[GOAL OF THE EXERCISE] Turn all the items below into a numbered list, leaving out any blank lines.

___ EXTRACTED RECORDS ___

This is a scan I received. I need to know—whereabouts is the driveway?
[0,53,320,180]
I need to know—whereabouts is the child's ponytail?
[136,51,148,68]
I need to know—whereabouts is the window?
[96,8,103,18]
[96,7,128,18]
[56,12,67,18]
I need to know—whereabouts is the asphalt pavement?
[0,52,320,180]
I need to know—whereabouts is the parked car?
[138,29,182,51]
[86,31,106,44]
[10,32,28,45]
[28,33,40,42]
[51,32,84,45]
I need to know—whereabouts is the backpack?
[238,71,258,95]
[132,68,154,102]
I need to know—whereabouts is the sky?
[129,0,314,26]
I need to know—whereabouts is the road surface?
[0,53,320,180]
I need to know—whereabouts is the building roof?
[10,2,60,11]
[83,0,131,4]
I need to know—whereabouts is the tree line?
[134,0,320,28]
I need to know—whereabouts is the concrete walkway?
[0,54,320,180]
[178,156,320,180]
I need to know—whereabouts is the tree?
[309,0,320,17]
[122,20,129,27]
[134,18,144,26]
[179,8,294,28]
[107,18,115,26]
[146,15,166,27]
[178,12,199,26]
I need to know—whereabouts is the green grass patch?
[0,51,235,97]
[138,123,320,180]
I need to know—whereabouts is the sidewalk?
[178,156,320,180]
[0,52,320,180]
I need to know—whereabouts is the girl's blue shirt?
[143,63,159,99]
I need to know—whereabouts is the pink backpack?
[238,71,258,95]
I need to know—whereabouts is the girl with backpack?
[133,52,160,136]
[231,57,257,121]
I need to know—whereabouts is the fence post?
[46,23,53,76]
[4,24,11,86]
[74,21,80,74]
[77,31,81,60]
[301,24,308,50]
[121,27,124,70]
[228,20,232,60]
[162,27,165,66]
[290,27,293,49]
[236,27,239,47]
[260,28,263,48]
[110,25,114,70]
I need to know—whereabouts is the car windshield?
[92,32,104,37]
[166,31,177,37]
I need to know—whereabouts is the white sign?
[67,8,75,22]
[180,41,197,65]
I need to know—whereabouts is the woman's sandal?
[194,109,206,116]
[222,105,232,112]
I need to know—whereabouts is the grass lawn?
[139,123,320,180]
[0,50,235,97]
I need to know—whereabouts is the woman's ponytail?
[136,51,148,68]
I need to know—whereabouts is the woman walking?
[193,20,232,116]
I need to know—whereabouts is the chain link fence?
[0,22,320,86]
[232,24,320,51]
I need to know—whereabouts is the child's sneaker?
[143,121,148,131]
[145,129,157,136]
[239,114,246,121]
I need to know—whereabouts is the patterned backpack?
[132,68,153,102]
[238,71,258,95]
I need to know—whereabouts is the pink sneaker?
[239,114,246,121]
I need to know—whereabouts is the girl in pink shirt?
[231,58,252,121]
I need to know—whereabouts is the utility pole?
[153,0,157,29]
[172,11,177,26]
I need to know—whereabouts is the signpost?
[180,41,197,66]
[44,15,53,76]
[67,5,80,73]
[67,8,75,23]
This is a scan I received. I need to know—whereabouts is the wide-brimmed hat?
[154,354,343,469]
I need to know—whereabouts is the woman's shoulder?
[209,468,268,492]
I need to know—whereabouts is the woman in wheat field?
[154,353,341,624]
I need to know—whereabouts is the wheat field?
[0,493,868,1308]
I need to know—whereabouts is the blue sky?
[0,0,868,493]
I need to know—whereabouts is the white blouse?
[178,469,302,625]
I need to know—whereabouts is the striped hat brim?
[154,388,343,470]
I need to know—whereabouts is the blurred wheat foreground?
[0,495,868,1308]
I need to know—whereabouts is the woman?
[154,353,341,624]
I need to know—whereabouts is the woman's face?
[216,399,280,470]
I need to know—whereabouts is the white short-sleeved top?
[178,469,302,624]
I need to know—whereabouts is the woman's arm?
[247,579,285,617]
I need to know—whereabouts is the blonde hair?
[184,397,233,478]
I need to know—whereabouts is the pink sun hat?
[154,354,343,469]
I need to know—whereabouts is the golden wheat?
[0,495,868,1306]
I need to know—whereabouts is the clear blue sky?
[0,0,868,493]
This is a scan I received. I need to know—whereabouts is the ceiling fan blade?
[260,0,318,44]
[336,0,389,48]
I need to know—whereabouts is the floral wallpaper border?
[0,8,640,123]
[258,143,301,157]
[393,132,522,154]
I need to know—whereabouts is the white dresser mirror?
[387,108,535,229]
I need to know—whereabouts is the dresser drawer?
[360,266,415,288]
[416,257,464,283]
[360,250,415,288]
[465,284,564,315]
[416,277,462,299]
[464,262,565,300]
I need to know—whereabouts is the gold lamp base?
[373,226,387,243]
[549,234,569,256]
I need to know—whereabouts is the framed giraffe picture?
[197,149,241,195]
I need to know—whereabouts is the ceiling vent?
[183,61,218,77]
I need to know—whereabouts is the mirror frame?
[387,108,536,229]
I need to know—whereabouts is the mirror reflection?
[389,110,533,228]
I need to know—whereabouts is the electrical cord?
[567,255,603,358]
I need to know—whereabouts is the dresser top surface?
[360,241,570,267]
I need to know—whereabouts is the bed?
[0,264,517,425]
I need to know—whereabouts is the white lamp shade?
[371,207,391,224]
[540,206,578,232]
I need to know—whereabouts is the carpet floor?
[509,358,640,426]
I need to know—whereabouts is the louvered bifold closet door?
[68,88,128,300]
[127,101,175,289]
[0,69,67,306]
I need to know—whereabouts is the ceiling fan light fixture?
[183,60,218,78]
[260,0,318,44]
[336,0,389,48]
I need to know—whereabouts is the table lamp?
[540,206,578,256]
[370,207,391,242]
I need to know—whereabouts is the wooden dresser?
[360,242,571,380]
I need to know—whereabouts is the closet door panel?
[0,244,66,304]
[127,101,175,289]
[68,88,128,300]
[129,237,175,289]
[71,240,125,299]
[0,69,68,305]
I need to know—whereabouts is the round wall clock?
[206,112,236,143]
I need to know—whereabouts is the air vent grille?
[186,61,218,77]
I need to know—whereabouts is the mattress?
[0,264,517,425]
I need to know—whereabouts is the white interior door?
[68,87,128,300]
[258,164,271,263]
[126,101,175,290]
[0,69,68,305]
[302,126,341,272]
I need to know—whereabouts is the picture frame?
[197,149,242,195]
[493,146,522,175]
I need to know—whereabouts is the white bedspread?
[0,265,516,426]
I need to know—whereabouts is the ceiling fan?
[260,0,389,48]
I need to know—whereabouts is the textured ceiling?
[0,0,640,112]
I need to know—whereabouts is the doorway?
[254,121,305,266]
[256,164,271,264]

___

[SOLUTION]
1. This is a scan I received. I need to know—whereabouts is the driveway?
2. [0,53,320,180]
3. I need to know—whereabouts is the child's ponytail?
4. [136,51,148,68]
5. I need to know—whereabouts is the window?
6. [96,8,103,18]
7. [96,7,128,18]
8. [56,12,67,18]
9. I need to know—whereabouts is the asphalt pavement?
10. [0,52,320,180]
11. I need to know—whereabouts is the parked car?
12. [138,29,182,51]
13. [86,31,106,44]
14. [10,32,28,45]
15. [28,33,40,42]
16. [51,32,84,45]
17. I need to know—whereabouts is the backpack?
18. [238,71,258,95]
19. [132,68,154,102]
20. I need to know—whereabouts is the sky?
21. [129,0,314,26]
22. I need to know—whereabouts is the road surface?
23. [0,53,320,180]
24. I need to know—whereabouts is the building roof?
25. [10,2,60,11]
26. [83,0,131,4]
27. I need to know—whereabouts is the tree line?
28. [134,0,320,28]
29. I need to know—whereabouts is the concrete walkway?
30. [0,54,320,180]
31. [178,156,320,180]
32. I need to know—whereabouts is the tree?
33. [309,0,320,17]
34. [122,20,129,27]
35. [134,18,144,26]
36. [179,8,294,28]
37. [107,18,115,26]
38. [146,15,166,27]
39. [178,12,199,26]
40. I need to know—whereabouts is the green grass patch?
41. [0,51,235,97]
42. [138,123,320,180]
43. I need to know—whereabouts is the sidewalk?
44. [178,156,320,180]
45. [0,52,320,180]
46. I need to know—whereabouts is the girl's blue shirt?
47. [143,63,159,99]
48. I need to know—whereabouts is the pink backpack?
49. [238,71,258,95]
50. I need to know—whereabouts is the girl with backpack?
51. [133,52,160,136]
52. [231,57,257,121]
53. I need to know—whereabouts is the fence post?
54. [46,23,53,76]
55. [4,24,11,86]
56. [74,21,80,74]
57. [77,31,81,60]
58. [301,24,308,50]
59. [121,27,124,70]
60. [228,20,232,60]
61. [162,27,165,66]
62. [290,27,293,49]
63. [236,27,239,47]
64. [260,28,263,48]
65. [110,25,114,70]
66. I need to know—whereabouts is the car windshield?
67. [92,32,104,37]
68. [166,31,177,37]
69. I need to know—whereabouts is the white sign?
70. [67,8,75,22]
71. [180,41,197,65]
72. I need to know—whereabouts is the woman's sandal?
73. [194,109,206,116]
74. [222,105,232,112]
75. I need to know—whereabouts is the grass lawn?
76. [139,123,320,180]
77. [0,50,235,97]
78. I need to know—whereabouts is the woman's ponytail?
79. [136,51,148,68]
80. I need to know—whereabouts is the woman walking?
81. [193,20,232,116]
82. I need to know—whereabouts is the chain link fence?
83. [0,22,320,86]
84. [232,24,320,51]
85. I need to know—whereabouts is the child's sneaker?
86. [143,121,148,131]
87. [145,129,157,136]
88. [239,114,246,121]
89. I need to know—whereabouts is the patterned backpack?
90. [132,68,153,102]
91. [238,71,258,95]
92. I need to know—whereabouts is the pink sneaker?
93. [239,114,246,121]
94. I need to know—whereabouts is the girl in pink shirt?
95. [231,58,252,121]
96. I need to know—whereabouts is the utility pole?
97. [153,0,157,29]
98. [172,11,177,26]
99. I need to know—whereabouts is the signpost?
100. [180,41,197,66]
101. [44,15,53,76]
102. [67,5,80,73]
103. [67,8,75,23]
104. This is a scan I received. I need to know—whereabouts is the wide-brimmed hat?
105. [154,354,343,469]
106. I need to know—whereabouts is the woman's shoulder?
107. [209,468,268,492]
108. I need to know—whereabouts is the woman in wheat field?
109. [154,353,341,624]
110. I need to know—whereabouts is the wheat field?
111. [0,493,868,1308]
112. I need to know—whereabouts is the blue sky?
113. [0,0,868,493]
114. I need to know—whereabouts is the white blouse?
115. [178,469,302,625]
116. I need to know—whereabouts is the striped hat brim?
117. [154,388,343,470]
118. I need to know—whereabouts is the blurred wheat foreground?
119. [0,495,868,1308]
120. I need to know—whereabouts is the woman?
121. [154,353,341,624]
122. I need to know—whereabouts is the woman's face?
123. [216,399,280,470]
124. I need to know—whereabouts is the white short-sleeved top?
125. [178,469,302,624]
126. I need to know—whereabouts is the woman's arm?
127. [247,579,285,617]
128. I need to know—whereabouts is the blonde hair?
129. [184,397,233,478]
130. I need to know—whereabouts is the pink sun hat?
131. [154,354,343,469]
132. I need to know—whereabouts is the golden wheat?
133. [0,495,868,1306]
134. I need to know—whereabouts is the clear blue sky?
135. [0,0,868,493]
136. This is a scan I received. I need to know—whereabouts is the ceiling fan blade?
137. [260,0,318,44]
138. [336,0,389,48]
139. I need to know—whereabouts is the floral wallpaper border?
140. [0,8,640,123]
141. [258,143,301,157]
142. [393,132,522,154]
143. I need to know—whereabouts is the white dresser mirror?
144. [387,108,535,229]
145. I need to know—whereabouts is the dresser drawer?
146. [360,266,415,288]
147. [416,257,464,283]
148. [360,250,415,288]
149. [465,284,564,315]
150. [416,277,462,299]
151. [464,262,565,300]
152. I need to know—whereabouts is the gold lamp base?
153. [373,226,387,243]
154. [549,234,569,256]
155. I need to know—whereabouts is the framed giraffe picture?
156. [197,149,241,195]
157. I need to know—whereabouts is the ceiling vent?
158. [183,61,218,77]
159. I need to know—whereabouts is the mirror frame?
160. [387,108,536,229]
161. I need to know—whereabouts is the mirror reflection?
162. [389,110,533,228]
163. I need to know—whereabouts is the electrical cord?
164. [567,255,603,358]
165. I need to know—whereabouts is the dresser top surface?
166. [360,241,570,267]
167. I need to know—whereabouts is the bed?
168. [0,264,517,425]
169. I need to know—whereabouts is the white lamp shade?
170. [371,207,391,224]
171. [540,206,578,232]
172. I need to know—whereabouts is the carpet floor?
173. [509,358,640,426]
174. I need to know—whereabouts is the louvered bifold closet door?
175. [68,88,128,300]
176. [127,101,175,289]
177. [0,69,67,306]
178. I need to know—whereabouts is the ceiling fan light fixture?
179. [183,60,218,78]
180. [260,0,318,44]
181. [336,0,389,48]
182. I need to know—whereabouts is the table lamp?
183. [540,206,578,256]
184. [370,207,391,242]
185. I need to know—whereabouts is the wooden dresser?
186. [360,242,571,380]
187. I need to know—whereabouts is the closet door panel?
188. [0,244,66,304]
189. [127,101,175,289]
190. [68,88,128,300]
191. [129,237,175,289]
192. [71,240,125,299]
193. [0,69,68,305]
194. I need to know—whereabouts is the round wall clock?
195. [206,112,236,143]
196. I need to know—whereabouts is the air vent grille?
197. [186,61,218,77]
198. I need to know—whereabouts is the mattress?
199. [0,264,517,425]
200. I need to know—whereabouts is the white interior door?
201. [68,87,128,300]
202. [258,164,271,263]
203. [126,101,175,290]
204. [0,69,68,305]
205. [302,126,341,272]
206. I need to know—whereabouts is the picture frame?
207. [197,149,242,195]
208. [493,146,522,175]
209. I need to know—whereabouts is the white bedspread?
210. [0,265,516,426]
211. I need to know—whereabouts is the ceiling fan?
212. [260,0,389,48]
213. I need to know—whereabouts is the textured ceiling?
214. [0,0,640,112]
215. I need to know—whereabouts is the doorway?
216. [254,121,305,266]
217. [256,164,271,264]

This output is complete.